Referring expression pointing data

:::::

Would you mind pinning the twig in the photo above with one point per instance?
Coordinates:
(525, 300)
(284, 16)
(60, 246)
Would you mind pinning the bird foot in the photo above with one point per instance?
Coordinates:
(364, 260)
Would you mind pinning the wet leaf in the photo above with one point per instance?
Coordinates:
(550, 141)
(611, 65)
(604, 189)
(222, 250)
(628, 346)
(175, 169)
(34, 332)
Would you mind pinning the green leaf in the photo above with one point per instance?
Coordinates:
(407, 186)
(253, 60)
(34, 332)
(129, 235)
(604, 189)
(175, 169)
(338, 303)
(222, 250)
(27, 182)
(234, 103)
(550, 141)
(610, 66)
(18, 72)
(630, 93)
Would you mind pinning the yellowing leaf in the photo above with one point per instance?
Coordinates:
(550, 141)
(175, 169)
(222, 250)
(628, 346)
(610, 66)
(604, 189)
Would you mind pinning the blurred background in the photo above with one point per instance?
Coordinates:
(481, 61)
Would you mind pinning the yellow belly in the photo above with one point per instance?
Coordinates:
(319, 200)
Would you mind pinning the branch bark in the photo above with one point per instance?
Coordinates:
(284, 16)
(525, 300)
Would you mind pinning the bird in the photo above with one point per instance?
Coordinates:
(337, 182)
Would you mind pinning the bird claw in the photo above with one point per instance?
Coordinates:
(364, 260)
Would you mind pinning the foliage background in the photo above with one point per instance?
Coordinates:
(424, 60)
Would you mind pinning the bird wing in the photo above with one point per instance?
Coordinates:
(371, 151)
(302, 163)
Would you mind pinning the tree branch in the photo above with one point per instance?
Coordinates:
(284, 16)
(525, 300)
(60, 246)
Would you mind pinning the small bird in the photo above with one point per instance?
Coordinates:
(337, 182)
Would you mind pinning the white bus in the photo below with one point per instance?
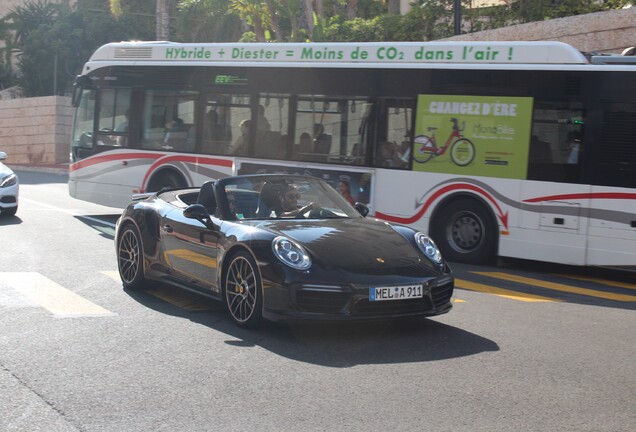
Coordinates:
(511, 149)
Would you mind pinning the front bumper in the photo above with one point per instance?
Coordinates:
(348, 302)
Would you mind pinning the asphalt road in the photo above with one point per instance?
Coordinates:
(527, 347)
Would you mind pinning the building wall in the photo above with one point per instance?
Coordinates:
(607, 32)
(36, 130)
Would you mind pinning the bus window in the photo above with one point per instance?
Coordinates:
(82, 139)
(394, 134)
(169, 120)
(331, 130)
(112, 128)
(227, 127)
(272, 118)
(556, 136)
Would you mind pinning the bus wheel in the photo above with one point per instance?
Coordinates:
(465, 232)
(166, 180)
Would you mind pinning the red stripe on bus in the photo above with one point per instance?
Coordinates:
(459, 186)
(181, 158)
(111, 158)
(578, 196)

:::::

Requirement => Leaving out the pictures, return the records exactly as given.

Task response =>
Would you mind pinning the twig in the photo above with one point per instance?
Coordinates:
(525, 300)
(284, 16)
(60, 246)
Would you mind pinning the bird foot in the photo above with one point per instance?
Coordinates:
(364, 260)
Would you mind pinning the wet leaf in the photo above with one point per instance?
Coordinates:
(550, 141)
(611, 65)
(604, 189)
(222, 250)
(628, 346)
(175, 169)
(34, 332)
Would you mind pinning the green leaf in the photo above with one point per instance?
Coordinates:
(407, 186)
(253, 60)
(34, 332)
(129, 235)
(604, 189)
(175, 169)
(338, 303)
(222, 250)
(27, 182)
(234, 103)
(550, 141)
(610, 66)
(18, 72)
(630, 93)
Would you mind pinning the yellowing leaf in the photo above with one point per instance?
Coordinates:
(550, 141)
(175, 169)
(222, 250)
(628, 346)
(610, 66)
(604, 189)
Would you mind pinning the blurred background in the photo above with one point per instance?
Coordinates:
(481, 61)
Would you mind pinning the yellow belly in the photo above with one point per instance?
Coordinates:
(319, 200)
Would you mind pinning the branch bark in the photo above with one point per instance?
Coordinates:
(284, 16)
(525, 300)
Would you mind pinning the bird in the photo above with one point per instance?
Coordinates:
(337, 182)
Would you mind pinning the bird claw in the photo above with one point per instance?
Coordinates:
(364, 260)
Would you mind pinning the foliage background in the photo above with one point per instance?
Coordinates:
(424, 60)
Would you mind pinning the bird wing in the photo above with one point per instance?
Coordinates:
(371, 151)
(302, 163)
Would you mind pinning the tree branch in the photo above with one point per instance?
Coordinates:
(284, 16)
(525, 300)
(60, 246)
Would you mind pinning the small bird in the photo above with one point per instance?
Coordinates:
(337, 182)
Would you mind pinning the white bus in the photo below with one point per instance?
Coordinates:
(511, 149)
Would you mind pinning the front bumper in the photo above with one point per instance?
Coordinates:
(348, 302)
Would you mind pinning the asphalt road in the photo above with one point per instance?
Coordinates:
(527, 347)
Would you mind pinning the building wall in the photo above with one point per instance?
Coordinates:
(607, 32)
(36, 130)
Would you mind pinning the bus window in the photo above with one point per instance?
Coordinates:
(82, 139)
(394, 134)
(169, 120)
(331, 130)
(112, 128)
(227, 127)
(272, 118)
(556, 136)
Would you mind pinning the bus wheel in the photo above with one point per instance?
Coordinates:
(465, 232)
(166, 180)
Would you mind pinning the red stripe on bus in the photo above with one point per instance?
Coordinates:
(459, 186)
(181, 158)
(111, 158)
(578, 196)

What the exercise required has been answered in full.